EXERCISE DESCRIPTION
Somewhere below, one line contains "# inside = enclosed" and a later line contains "67 759 L 345". Output those two lines and everything between them exactly, and nothing else.
(MATERIAL PROVIDED)
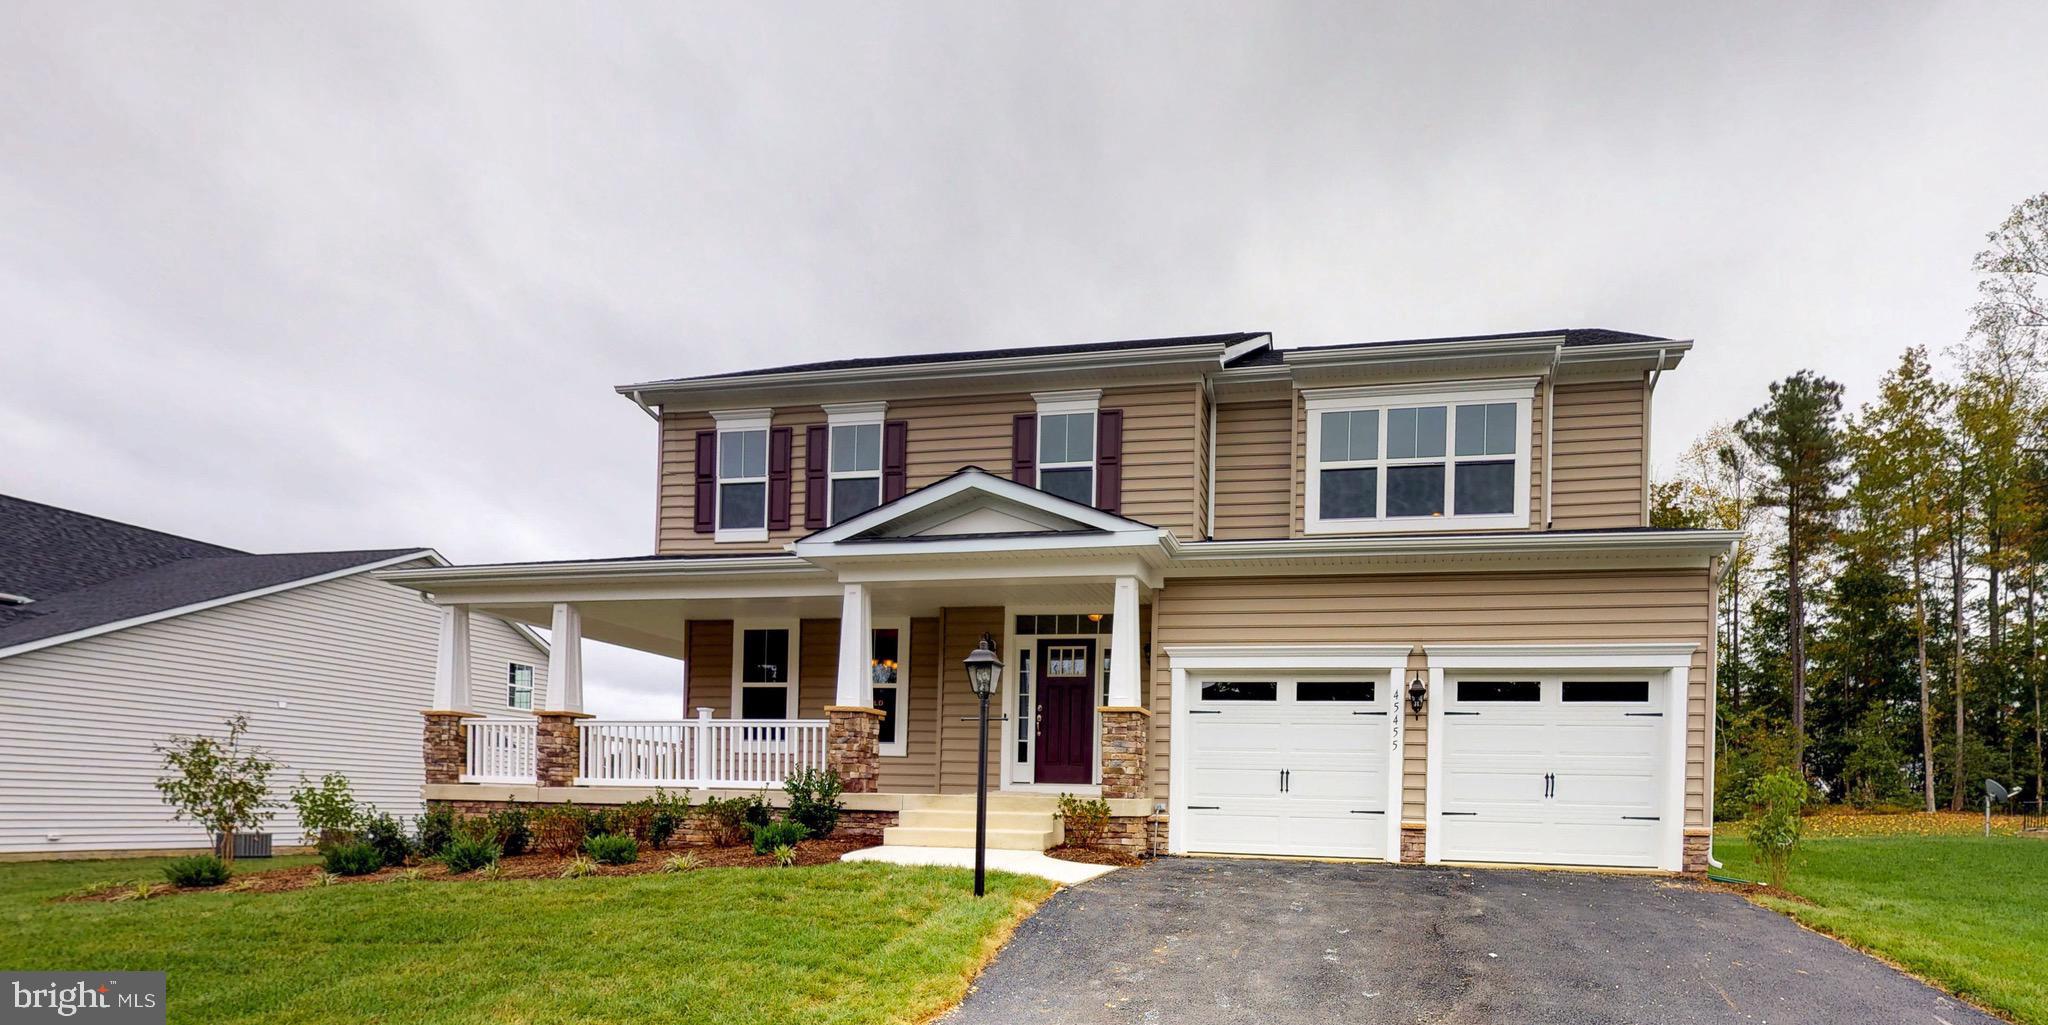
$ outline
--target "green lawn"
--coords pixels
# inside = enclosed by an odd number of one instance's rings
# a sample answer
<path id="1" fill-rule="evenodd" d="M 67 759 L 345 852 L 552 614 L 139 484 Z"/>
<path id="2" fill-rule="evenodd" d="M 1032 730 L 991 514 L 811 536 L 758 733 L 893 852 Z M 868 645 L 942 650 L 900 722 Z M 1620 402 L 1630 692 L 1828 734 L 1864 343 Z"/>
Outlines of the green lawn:
<path id="1" fill-rule="evenodd" d="M 161 864 L 0 864 L 0 968 L 168 971 L 173 1022 L 917 1021 L 1053 888 L 847 864 L 49 900 Z"/>
<path id="2" fill-rule="evenodd" d="M 1714 850 L 1721 874 L 1762 878 L 1739 827 Z M 1787 888 L 1812 903 L 1760 900 L 1951 992 L 2048 1023 L 2048 840 L 1811 839 Z"/>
(End MATERIAL PROVIDED)
EXPECTED ANSWER
# inside = enclosed by an odd number of one instance's rings
# a sample answer
<path id="1" fill-rule="evenodd" d="M 67 759 L 345 852 L 552 614 L 139 484 Z"/>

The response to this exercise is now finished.